## PROBLEM DESCRIPTION
Copy out the whole listing below line for line, matching every word, number, and mark.

## INPUT FOR THIS TASK
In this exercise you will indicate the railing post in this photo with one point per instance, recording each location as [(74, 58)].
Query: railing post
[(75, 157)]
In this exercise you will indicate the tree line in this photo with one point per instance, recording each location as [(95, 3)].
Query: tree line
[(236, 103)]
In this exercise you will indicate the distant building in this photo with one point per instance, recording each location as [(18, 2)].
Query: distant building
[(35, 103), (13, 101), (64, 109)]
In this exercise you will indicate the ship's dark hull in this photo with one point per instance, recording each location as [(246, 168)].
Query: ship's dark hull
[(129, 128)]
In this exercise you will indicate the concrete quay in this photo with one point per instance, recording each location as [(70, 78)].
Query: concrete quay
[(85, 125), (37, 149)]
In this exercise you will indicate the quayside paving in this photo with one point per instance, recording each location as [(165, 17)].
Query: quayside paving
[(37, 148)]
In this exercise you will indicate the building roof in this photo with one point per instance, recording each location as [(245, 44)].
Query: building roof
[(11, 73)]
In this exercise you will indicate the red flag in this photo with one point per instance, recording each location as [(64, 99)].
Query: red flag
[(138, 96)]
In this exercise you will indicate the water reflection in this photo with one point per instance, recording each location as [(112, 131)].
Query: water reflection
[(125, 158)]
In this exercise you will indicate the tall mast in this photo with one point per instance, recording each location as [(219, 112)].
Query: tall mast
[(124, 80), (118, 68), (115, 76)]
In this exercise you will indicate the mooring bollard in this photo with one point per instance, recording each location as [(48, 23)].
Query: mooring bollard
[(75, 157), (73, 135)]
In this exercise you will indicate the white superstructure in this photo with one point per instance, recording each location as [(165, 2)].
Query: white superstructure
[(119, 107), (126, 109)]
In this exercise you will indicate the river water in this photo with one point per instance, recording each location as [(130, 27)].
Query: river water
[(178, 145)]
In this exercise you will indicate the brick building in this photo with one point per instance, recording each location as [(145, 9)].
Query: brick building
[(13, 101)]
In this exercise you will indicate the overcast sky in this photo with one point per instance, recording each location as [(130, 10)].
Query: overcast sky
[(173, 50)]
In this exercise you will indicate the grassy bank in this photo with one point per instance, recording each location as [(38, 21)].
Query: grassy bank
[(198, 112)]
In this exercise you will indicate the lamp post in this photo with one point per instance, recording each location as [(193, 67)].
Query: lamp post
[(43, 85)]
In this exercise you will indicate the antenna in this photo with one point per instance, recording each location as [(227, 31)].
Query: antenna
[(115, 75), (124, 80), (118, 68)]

## ANSWER TO THE EXERCISE
In this exercise you will indicate the railing post in this photo with one point per instance, recording each location as [(74, 58)].
Query: railing post
[(75, 157)]
In this exercise you will indicate the tree line in this photo with one point per instance, recording each location as [(95, 3)].
Query: tree line
[(236, 103)]
In this exercise you will indicate the distant building in this photo with one point per instance, recording each location as [(18, 2)].
Query: distant building
[(35, 103), (13, 101), (64, 109)]
In this exercise you will indicate the ship's dark hull in this photo with one point per instance, recording each location as [(246, 168)].
Query: ship's dark hull
[(129, 128)]
In this exercise you will indicate the concrete quay in this photo with one point per instance, recording each location as [(70, 78)].
Query: concrete quay
[(85, 125), (37, 149)]
In this exercise you will indicate the quayside paving in this photo with one point per instance, recording each location as [(165, 17)].
Query: quayside paving
[(37, 148)]
In this exercise you will indicate the building roof in this photo with one point per instance, recording each location as [(245, 44)].
Query: building roof
[(11, 73)]
In this exercise you will indicate the red flag in this photo with one point per instance, recording each location as [(64, 99)].
Query: red flag
[(138, 96)]
In this exercise you will indicate the water reflection in this photo with one point per instance, recording each location as [(112, 131)].
Query: water reflection
[(125, 158)]
In this exercise you will indicate the tall mast in this photo with one point per instance, recording each location as [(219, 112)].
Query: tall mast
[(124, 80), (118, 68), (115, 76)]
In this exercise you will indicate the mooring bollard in this photo with one point per instance, recording each location as [(48, 23)].
Query: mooring bollard
[(75, 157), (73, 135)]
In this exercise you will indicate the white superstructure in this photo with one point per instance, recording each location as [(165, 2)].
Query: white superstructure
[(119, 107), (126, 109)]
In this exercise you will indicate the river water in this photo with one point per instance, recording each location as [(130, 27)].
Query: river water
[(178, 145)]
In this exercise you will indicate the brick building in this photo with one point per instance, recording each location as [(145, 9)].
Query: brick building
[(13, 101)]
In this exercise you will indicate the overcast sky in this photo with one point per instance, recording each location as [(130, 10)].
Query: overcast sky
[(173, 50)]
In this exercise you will indicate the grassy bank in this photo with one point per instance, recording each location as [(38, 21)].
Query: grassy bank
[(198, 112)]
In this exercise you will indicate the lamp post in this photo with one point per instance, recording each location as [(193, 67)].
Query: lamp post
[(43, 85)]
In this exercise you will indicate the antenna in this photo with one point per instance, recording each location as [(227, 31)].
Query: antenna
[(115, 75), (124, 80), (118, 68)]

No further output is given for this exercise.